>> Begin GIVEN RECORDS
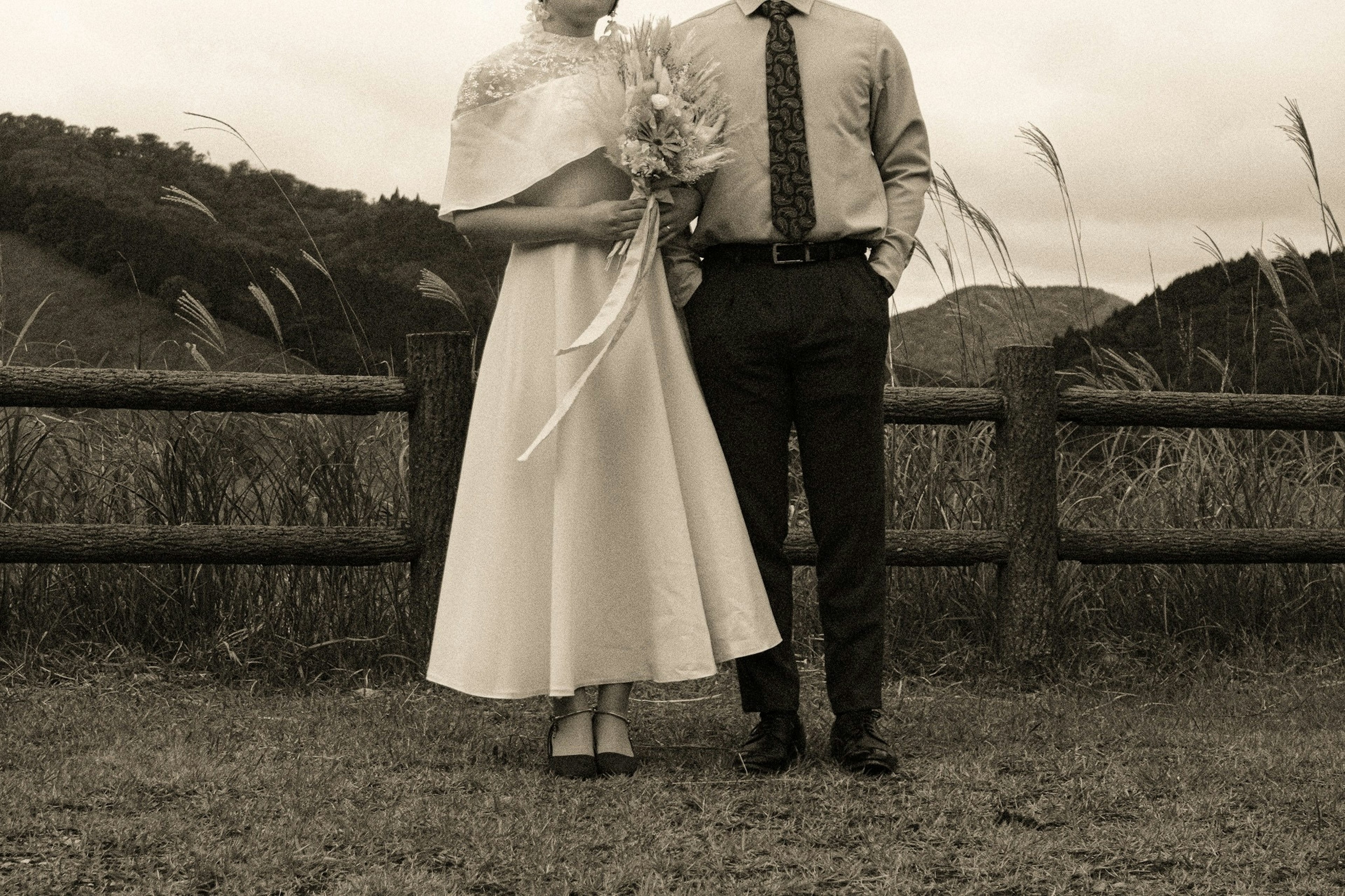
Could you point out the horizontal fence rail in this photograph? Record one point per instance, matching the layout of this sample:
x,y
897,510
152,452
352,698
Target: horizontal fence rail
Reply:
x,y
190,391
920,548
260,546
1203,546
942,405
436,395
1200,409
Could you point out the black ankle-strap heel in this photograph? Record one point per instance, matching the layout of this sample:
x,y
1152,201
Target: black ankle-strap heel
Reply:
x,y
615,765
578,766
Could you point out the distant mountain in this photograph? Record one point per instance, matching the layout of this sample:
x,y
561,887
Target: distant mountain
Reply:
x,y
1270,326
956,338
97,200
89,322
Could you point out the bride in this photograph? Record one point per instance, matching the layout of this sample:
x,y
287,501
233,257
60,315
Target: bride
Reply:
x,y
616,551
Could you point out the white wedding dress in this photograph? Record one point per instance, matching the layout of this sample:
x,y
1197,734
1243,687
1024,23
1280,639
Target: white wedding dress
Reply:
x,y
616,552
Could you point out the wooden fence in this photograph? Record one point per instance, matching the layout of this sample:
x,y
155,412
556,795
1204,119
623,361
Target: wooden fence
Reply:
x,y
1026,407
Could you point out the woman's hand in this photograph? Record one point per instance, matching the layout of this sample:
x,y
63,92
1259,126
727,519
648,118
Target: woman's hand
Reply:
x,y
611,221
687,208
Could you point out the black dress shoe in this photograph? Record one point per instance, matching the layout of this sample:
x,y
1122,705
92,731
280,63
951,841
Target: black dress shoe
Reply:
x,y
576,766
857,743
777,743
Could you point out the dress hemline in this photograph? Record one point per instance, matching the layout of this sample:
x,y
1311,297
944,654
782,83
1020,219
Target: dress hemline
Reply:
x,y
646,677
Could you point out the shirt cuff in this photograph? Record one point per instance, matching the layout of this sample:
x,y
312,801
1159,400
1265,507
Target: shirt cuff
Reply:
x,y
890,262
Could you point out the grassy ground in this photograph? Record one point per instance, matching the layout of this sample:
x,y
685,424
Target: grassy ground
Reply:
x,y
142,779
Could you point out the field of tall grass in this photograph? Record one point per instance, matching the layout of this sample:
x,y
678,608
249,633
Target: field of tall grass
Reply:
x,y
303,625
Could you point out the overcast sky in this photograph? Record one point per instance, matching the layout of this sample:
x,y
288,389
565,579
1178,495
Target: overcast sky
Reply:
x,y
1164,112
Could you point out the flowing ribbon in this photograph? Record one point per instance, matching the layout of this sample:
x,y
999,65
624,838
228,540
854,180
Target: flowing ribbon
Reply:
x,y
615,315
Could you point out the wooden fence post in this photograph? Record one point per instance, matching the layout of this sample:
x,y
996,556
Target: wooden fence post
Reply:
x,y
439,370
1026,473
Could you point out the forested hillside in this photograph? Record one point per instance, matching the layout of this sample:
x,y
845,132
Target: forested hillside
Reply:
x,y
956,340
1247,325
97,198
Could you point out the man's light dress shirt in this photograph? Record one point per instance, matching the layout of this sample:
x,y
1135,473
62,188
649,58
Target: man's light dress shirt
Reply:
x,y
868,145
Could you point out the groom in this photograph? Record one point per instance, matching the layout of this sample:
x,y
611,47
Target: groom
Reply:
x,y
805,237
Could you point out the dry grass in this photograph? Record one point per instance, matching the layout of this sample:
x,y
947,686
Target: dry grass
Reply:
x,y
139,778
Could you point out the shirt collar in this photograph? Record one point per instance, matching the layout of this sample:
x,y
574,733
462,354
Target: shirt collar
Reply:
x,y
748,7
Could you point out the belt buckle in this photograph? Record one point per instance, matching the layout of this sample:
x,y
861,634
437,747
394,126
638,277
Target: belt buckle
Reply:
x,y
778,260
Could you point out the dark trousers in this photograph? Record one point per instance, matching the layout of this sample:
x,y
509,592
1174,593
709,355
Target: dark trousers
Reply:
x,y
805,346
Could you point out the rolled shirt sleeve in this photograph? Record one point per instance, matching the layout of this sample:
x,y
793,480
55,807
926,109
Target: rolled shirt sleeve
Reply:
x,y
902,151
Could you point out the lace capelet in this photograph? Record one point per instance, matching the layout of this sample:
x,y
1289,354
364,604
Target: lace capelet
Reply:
x,y
522,115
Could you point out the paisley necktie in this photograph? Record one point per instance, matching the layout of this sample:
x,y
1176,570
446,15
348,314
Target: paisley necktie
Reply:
x,y
793,208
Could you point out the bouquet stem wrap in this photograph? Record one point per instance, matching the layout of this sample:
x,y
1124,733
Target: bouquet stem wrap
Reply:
x,y
618,310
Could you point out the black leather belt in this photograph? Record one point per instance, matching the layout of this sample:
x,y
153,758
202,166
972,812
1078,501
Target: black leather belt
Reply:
x,y
785,253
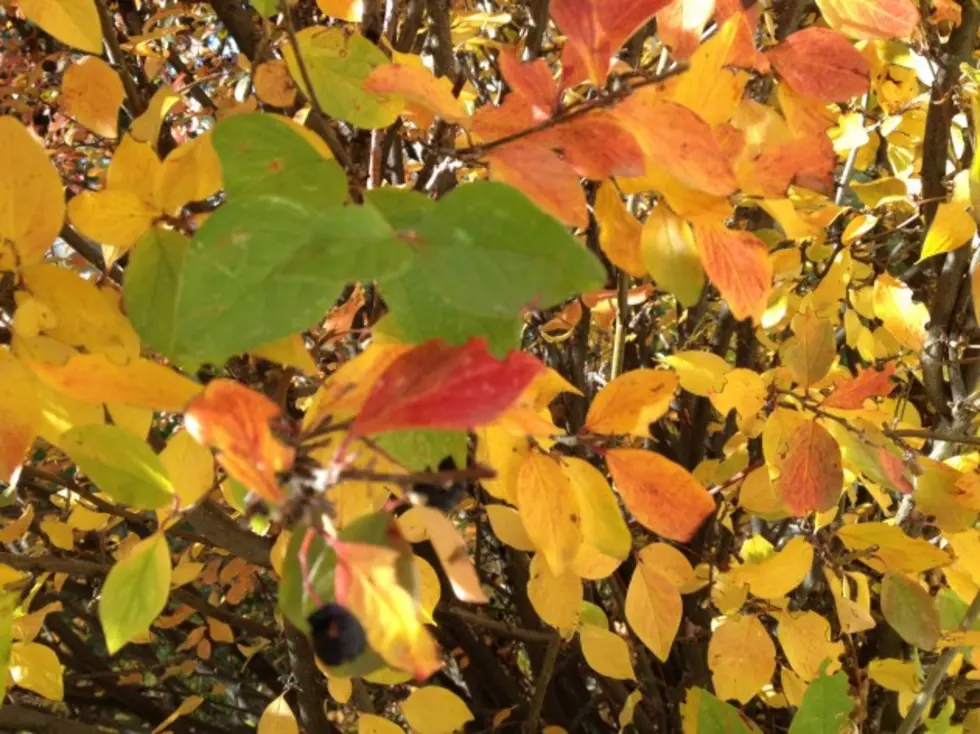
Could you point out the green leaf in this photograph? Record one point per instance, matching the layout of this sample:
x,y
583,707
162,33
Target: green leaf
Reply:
x,y
120,464
320,560
262,154
338,62
910,611
825,707
705,714
265,267
419,450
135,592
484,253
153,278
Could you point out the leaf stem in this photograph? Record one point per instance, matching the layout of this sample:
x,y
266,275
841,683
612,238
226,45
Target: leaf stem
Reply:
x,y
937,674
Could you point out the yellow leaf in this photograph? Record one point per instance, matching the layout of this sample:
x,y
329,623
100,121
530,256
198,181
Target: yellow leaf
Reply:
x,y
742,658
606,653
73,22
619,231
15,529
190,466
853,608
80,314
141,383
340,689
278,718
631,402
952,228
429,589
895,675
371,724
507,526
549,510
805,638
556,599
811,351
671,255
653,608
673,564
434,710
602,523
350,10
60,534
505,453
146,127
188,706
91,93
32,203
36,667
701,373
779,574
20,415
115,217
273,85
904,318
191,172
890,549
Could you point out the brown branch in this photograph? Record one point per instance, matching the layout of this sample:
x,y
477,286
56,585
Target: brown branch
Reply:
x,y
22,718
116,57
937,674
309,693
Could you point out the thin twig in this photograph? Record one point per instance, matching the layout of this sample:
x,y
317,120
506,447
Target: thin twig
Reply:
x,y
937,674
542,683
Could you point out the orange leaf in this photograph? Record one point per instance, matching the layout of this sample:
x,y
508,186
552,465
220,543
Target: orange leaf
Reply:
x,y
620,234
229,417
822,64
532,81
597,145
810,470
678,140
547,180
680,24
417,85
737,262
870,383
435,385
663,496
871,19
631,402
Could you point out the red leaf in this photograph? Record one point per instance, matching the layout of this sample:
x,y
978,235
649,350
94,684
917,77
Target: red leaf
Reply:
x,y
595,29
546,179
532,81
738,264
436,385
679,140
851,394
822,64
871,19
661,495
229,417
811,473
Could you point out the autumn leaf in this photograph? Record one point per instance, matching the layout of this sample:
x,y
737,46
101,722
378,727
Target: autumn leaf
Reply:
x,y
435,385
235,421
660,494
822,64
738,264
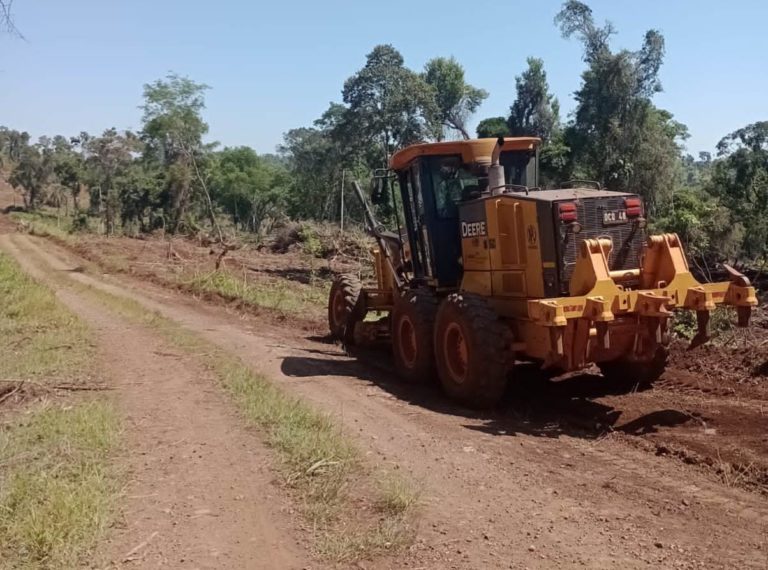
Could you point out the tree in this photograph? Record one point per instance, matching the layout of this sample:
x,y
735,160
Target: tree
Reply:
x,y
493,127
535,112
7,23
390,105
173,130
69,168
250,189
617,135
740,181
31,174
107,157
455,99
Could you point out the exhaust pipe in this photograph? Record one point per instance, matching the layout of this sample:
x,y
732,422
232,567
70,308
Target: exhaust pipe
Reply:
x,y
496,180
>> End GIVEN RECORDS
**EXERCISE BRIEF:** Put every line of the items above into a Markdown table with the columns Row and Line, numbering the rows in order and omitting blank lines. Leave the pictures out of the answer.

**TASK OUTPUT:**
| Row | Line |
|---|---|
| 1 | Could you point out the horizontal fence rail in this photograph? Record one point per instance, matching the layout of this sample: |
| 2 | x,y |
| 3 | 897,510 |
| 4 | 152,452 |
| 5 | 352,698 |
| 6 | Target: horizontal fence rail |
| 7 | Reply: |
| 8 | x,y |
| 9 | 190,391 |
| 10 | 920,548 |
| 11 | 260,546 |
| 12 | 1203,546 |
| 13 | 942,405 |
| 14 | 436,395 |
| 15 | 1200,409 |
| 16 | Could you point out the black ankle-strap heel in this photograph? Record one point per instance, matching the layout of this sample: |
| 17 | x,y |
| 18 | 1152,201 |
| 19 | Target: black ankle-strap heel |
| 20 | Reply: |
| 21 | x,y |
| 22 | 615,765 |
| 23 | 578,766 |
| 24 | Could you point out the distant mountain in this photograph? Record one point per instance, matching the layout of this sample: |
| 25 | x,y |
| 26 | 561,887 |
| 27 | Target: distant mountain |
| 28 | Reply: |
| 29 | x,y |
| 30 | 1270,326 |
| 31 | 956,338 |
| 32 | 97,200 |
| 33 | 89,322 |
| 34 | Could you point out the bride in this photograph? Record one point per instance, matching the layout of this sample: |
| 35 | x,y |
| 36 | 287,501 |
| 37 | 233,257 |
| 38 | 60,315 |
| 39 | Target: bride |
| 40 | Reply: |
| 41 | x,y |
| 42 | 616,551 |
| 43 | Could you point out the white wedding dress in this photograph? Record one point per instance, matching the layout of this sample: |
| 44 | x,y |
| 45 | 1197,734 |
| 46 | 1243,687 |
| 47 | 1024,23 |
| 48 | 1280,639 |
| 49 | Target: white wedding dress |
| 50 | Reply: |
| 51 | x,y |
| 52 | 616,552 |
| 53 | Could you point out the wooden fence in this photograph? Record one point per instance, matching the layout of this sample: |
| 54 | x,y |
| 55 | 155,412 |
| 56 | 556,795 |
| 57 | 1204,119 |
| 58 | 623,361 |
| 59 | Target: wooden fence |
| 60 | Reply: |
| 61 | x,y |
| 62 | 1026,407 |
| 63 | Could you point out the woman's hand in this photograph? Record one point per instance, matching the layout of this sample: |
| 64 | x,y |
| 65 | 63,92 |
| 66 | 1259,126 |
| 67 | 727,519 |
| 68 | 648,118 |
| 69 | Target: woman's hand |
| 70 | Reply: |
| 71 | x,y |
| 72 | 611,221 |
| 73 | 687,208 |
| 74 | Could you point out the black dress shoe in this photograph? Record one point per instance, matching the layout of this sample: |
| 75 | x,y |
| 76 | 1122,705 |
| 77 | 92,731 |
| 78 | 280,63 |
| 79 | 951,841 |
| 80 | Target: black dress shoe |
| 81 | Reply: |
| 82 | x,y |
| 83 | 576,766 |
| 84 | 857,743 |
| 85 | 777,743 |
| 86 | Could you point out the dress hemline in this photograph? Record one point per instance, matching the layout of this sample: |
| 87 | x,y |
| 88 | 1311,297 |
| 89 | 944,654 |
| 90 | 782,83 |
| 91 | 1020,219 |
| 92 | Target: dress hemline |
| 93 | Reply: |
| 94 | x,y |
| 95 | 646,677 |
| 96 | Could you point out the shirt cuff in this photograph? Record one point per instance, matching the layout of this sample: |
| 97 | x,y |
| 98 | 312,801 |
| 99 | 1159,400 |
| 100 | 1265,507 |
| 101 | Target: shirt cuff |
| 102 | Reply: |
| 103 | x,y |
| 104 | 890,262 |
| 105 | Could you point out the grassy ground in this photograph? Record one point per instance, matching the layout of this sample: |
| 106 | x,y |
| 107 | 685,424 |
| 108 | Target: grassy ground |
| 109 | Reply: |
| 110 | x,y |
| 111 | 142,779 |
| 112 | Could you point out the field of tall grass in this photograph? Record one point per instance, matching the layout of this sample: |
| 113 | x,y |
| 114 | 678,608 |
| 115 | 249,633 |
| 116 | Target: field of tall grass |
| 117 | Reply: |
| 118 | x,y |
| 119 | 303,625 |
| 120 | Could you point out the overcast sky in this photograph? Record one point per instance, matching the layout of this sample: |
| 121 | x,y |
| 122 | 288,389 |
| 123 | 565,579 |
| 124 | 1178,495 |
| 125 | Target: overcast sky |
| 126 | Reply: |
| 127 | x,y |
| 128 | 1164,112 |
| 129 | Could you point out the flowing ribbon in this photograph? Record one point per instance, matching the layout of this sample: |
| 130 | x,y |
| 131 | 999,65 |
| 132 | 624,838 |
| 133 | 228,540 |
| 134 | 854,180 |
| 135 | Target: flowing ribbon |
| 136 | Reply: |
| 137 | x,y |
| 138 | 615,315 |
| 139 | Could you point out the wooden fence post in this photograph? Record one point per instance, matching the layout of this sample: |
| 140 | x,y |
| 141 | 996,556 |
| 142 | Target: wooden fence post |
| 143 | Reply: |
| 144 | x,y |
| 145 | 439,370 |
| 146 | 1026,473 |
| 147 | Could you point out the forested hillside in this photograph? Record one point per instance, matching the layout of this sample: |
| 148 | x,y |
| 149 | 845,132 |
| 150 | Target: forested hillside |
| 151 | Reply: |
| 152 | x,y |
| 153 | 956,340 |
| 154 | 1247,325 |
| 155 | 97,198 |
| 156 | Could you point out the man's light dress shirt in this photograph? Record one point per instance, matching the layout of this sample: |
| 157 | x,y |
| 158 | 1135,473 |
| 159 | 62,188 |
| 160 | 649,58 |
| 161 | Target: man's light dress shirt |
| 162 | Reply: |
| 163 | x,y |
| 164 | 868,145 |
| 165 | Could you point out the groom in this photograph? Record one point per instance, matching the layout of this sample: |
| 166 | x,y |
| 167 | 611,47 |
| 168 | Target: groom |
| 169 | Reply: |
| 170 | x,y |
| 171 | 805,237 |
| 172 | Could you point out the dry grass in this photograph? Record one point per instance, matching the layout of this sample: |
| 173 | x,y |
| 174 | 947,686 |
| 175 | Target: dry grass |
| 176 | Reply: |
| 177 | x,y |
| 178 | 139,778 |
| 179 | Could you point out the shirt collar in this photograph? Record one point per instance, matching the layout of this sample: |
| 180 | x,y |
| 181 | 574,733 |
| 182 | 462,354 |
| 183 | Target: shirt collar |
| 184 | Reply: |
| 185 | x,y |
| 186 | 748,7 |
| 187 | Could you point out the belt buckle in this photograph? Record one point per instance, matching the layout of this sample: |
| 188 | x,y |
| 189 | 861,634 |
| 190 | 437,747 |
| 191 | 394,126 |
| 192 | 638,277 |
| 193 | Target: belt buckle |
| 194 | Reply: |
| 195 | x,y |
| 196 | 778,260 |
| 197 | Could you point out the dark trousers in this photograph? Record one point per instance, matching the layout of this sample: |
| 198 | x,y |
| 199 | 509,592 |
| 200 | 1174,593 |
| 201 | 709,355 |
| 202 | Target: dark trousers |
| 203 | Reply: |
| 204 | x,y |
| 205 | 805,346 |
| 206 | Could you point out the rolled shirt sleeve in this photograph? Record one point per instance, matching the layout of this sample: |
| 207 | x,y |
| 208 | 793,480 |
| 209 | 55,807 |
| 210 | 926,109 |
| 211 | Target: rolled shirt sleeve |
| 212 | Reply: |
| 213 | x,y |
| 214 | 902,151 |
| 215 | Could you point out the lace capelet in this photograph? Record one point per instance, matching the layout of this sample: |
| 216 | x,y |
| 217 | 1289,354 |
| 218 | 364,604 |
| 219 | Target: lace capelet |
| 220 | Reply: |
| 221 | x,y |
| 222 | 522,115 |
| 223 | Could you point out the paisley necktie in this photograph? Record one point per instance, matching the layout of this sample: |
| 224 | x,y |
| 225 | 1176,570 |
| 226 | 446,15 |
| 227 | 348,314 |
| 228 | Target: paisley necktie |
| 229 | Reply: |
| 230 | x,y |
| 231 | 793,208 |
| 232 | Could you point out the bouquet stem wrap in this photograph? Record one point per instance, matching the layout of this sample: |
| 233 | x,y |
| 234 | 1124,733 |
| 235 | Target: bouquet stem wrap |
| 236 | Reply: |
| 237 | x,y |
| 238 | 618,310 |
| 239 | Could you point out the black leather belt in this photograph? Record one point per instance, matching the layout of this sample: |
| 240 | x,y |
| 241 | 153,758 |
| 242 | 202,166 |
| 243 | 972,812 |
| 244 | 1078,501 |
| 245 | Target: black leather belt |
| 246 | Reply: |
| 247 | x,y |
| 248 | 785,253 |
| 249 | Could you point out the green leaf in this photograph? Record one point per instance, matching the layout of this sample: |
| 250 | x,y |
| 251 | 583,707 |
| 252 | 162,33 |
| 253 | Target: green leaf |
| 254 | Reply: |
| 255 | x,y |
| 256 | 120,464 |
| 257 | 320,560 |
| 258 | 262,154 |
| 259 | 338,62 |
| 260 | 910,611 |
| 261 | 825,707 |
| 262 | 705,714 |
| 263 | 265,267 |
| 264 | 419,450 |
| 265 | 135,592 |
| 266 | 484,253 |
| 267 | 153,278 |
| 268 | Could you point out the leaf stem in this photograph? Record one point per instance, matching the layout of this sample: |
| 269 | x,y |
| 270 | 266,275 |
| 271 | 841,683 |
| 272 | 612,238 |
| 273 | 226,45 |
| 274 | Target: leaf stem |
| 275 | Reply: |
| 276 | x,y |
| 277 | 937,674 |
| 278 | Could you point out the yellow leaf in this photograph? Record one point per instance, matching the layout of this sample: |
| 279 | x,y |
| 280 | 329,623 |
| 281 | 100,121 |
| 282 | 530,256 |
| 283 | 198,181 |
| 284 | Target: yellow leaf |
| 285 | Reply: |
| 286 | x,y |
| 287 | 742,658 |
| 288 | 606,653 |
| 289 | 73,22 |
| 290 | 619,231 |
| 291 | 15,529 |
| 292 | 190,466 |
| 293 | 853,608 |
| 294 | 80,314 |
| 295 | 141,383 |
| 296 | 340,689 |
| 297 | 278,718 |
| 298 | 631,402 |
| 299 | 952,228 |
| 300 | 429,589 |
| 301 | 895,675 |
| 302 | 371,724 |
| 303 | 507,526 |
| 304 | 549,510 |
| 305 | 805,638 |
| 306 | 556,599 |
| 307 | 811,351 |
| 308 | 671,255 |
| 309 | 653,608 |
| 310 | 673,564 |
| 311 | 434,710 |
| 312 | 602,523 |
| 313 | 350,10 |
| 314 | 60,534 |
| 315 | 505,453 |
| 316 | 146,127 |
| 317 | 188,706 |
| 318 | 91,93 |
| 319 | 32,203 |
| 320 | 36,667 |
| 321 | 701,373 |
| 322 | 779,574 |
| 323 | 20,415 |
| 324 | 115,217 |
| 325 | 273,85 |
| 326 | 904,318 |
| 327 | 191,172 |
| 328 | 890,549 |
| 329 | Could you point out the brown branch in this photograph? Record one point per instance, matching the layout of this sample: |
| 330 | x,y |
| 331 | 477,286 |
| 332 | 56,585 |
| 333 | Target: brown branch |
| 334 | Reply: |
| 335 | x,y |
| 336 | 22,718 |
| 337 | 116,57 |
| 338 | 937,674 |
| 339 | 309,693 |
| 340 | Could you point out the thin twig in this photograph? Record one point per instance, matching the layout of this sample: |
| 341 | x,y |
| 342 | 317,120 |
| 343 | 506,447 |
| 344 | Target: thin twig |
| 345 | Reply: |
| 346 | x,y |
| 347 | 937,674 |
| 348 | 542,683 |
| 349 | Could you point out the orange leaf in this photograph? Record one point per instance, matching the layout of this sample: |
| 350 | x,y |
| 351 | 508,186 |
| 352 | 552,465 |
| 353 | 220,543 |
| 354 | Target: orange leaf |
| 355 | Reply: |
| 356 | x,y |
| 357 | 620,234 |
| 358 | 229,417 |
| 359 | 822,64 |
| 360 | 532,81 |
| 361 | 597,145 |
| 362 | 810,470 |
| 363 | 678,140 |
| 364 | 547,180 |
| 365 | 680,24 |
| 366 | 417,85 |
| 367 | 737,262 |
| 368 | 870,383 |
| 369 | 435,385 |
| 370 | 663,496 |
| 371 | 871,19 |
| 372 | 631,402 |
| 373 | Could you point out the red leaf in this photograph? Record one point per instance, matching the layout of this sample: |
| 374 | x,y |
| 375 | 978,235 |
| 376 | 649,350 |
| 377 | 94,684 |
| 378 | 917,77 |
| 379 | Target: red leaf |
| 380 | Reply: |
| 381 | x,y |
| 382 | 595,29 |
| 383 | 546,179 |
| 384 | 532,81 |
| 385 | 738,264 |
| 386 | 436,385 |
| 387 | 679,140 |
| 388 | 851,394 |
| 389 | 822,64 |
| 390 | 871,19 |
| 391 | 661,495 |
| 392 | 229,417 |
| 393 | 811,473 |
| 394 | Could you point out the autumn leaf in this photograph? Record one point per instance, matching the layout of this sample: |
| 395 | x,y |
| 396 | 737,46 |
| 397 | 101,722 |
| 398 | 378,727 |
| 399 | Target: autumn leaf |
| 400 | Reply: |
| 401 | x,y |
| 402 | 435,385 |
| 403 | 235,421 |
| 404 | 660,494 |
| 405 | 822,64 |
| 406 | 738,264 |
| 407 | Could you point out the tree in this photograph? Record one point per instance, matching the layout of this sample: |
| 408 | x,y |
| 409 | 735,160 |
| 410 | Target: tree |
| 411 | Reply: |
| 412 | x,y |
| 413 | 493,127 |
| 414 | 535,112 |
| 415 | 7,23 |
| 416 | 390,105 |
| 417 | 173,130 |
| 418 | 69,168 |
| 419 | 250,189 |
| 420 | 617,135 |
| 421 | 740,181 |
| 422 | 31,174 |
| 423 | 107,157 |
| 424 | 455,99 |
| 425 | Could you point out the exhaust pipe in this photograph? Record one point per instance, matching the layout of this sample: |
| 426 | x,y |
| 427 | 732,422 |
| 428 | 232,567 |
| 429 | 70,308 |
| 430 | Target: exhaust pipe |
| 431 | Reply: |
| 432 | x,y |
| 433 | 496,180 |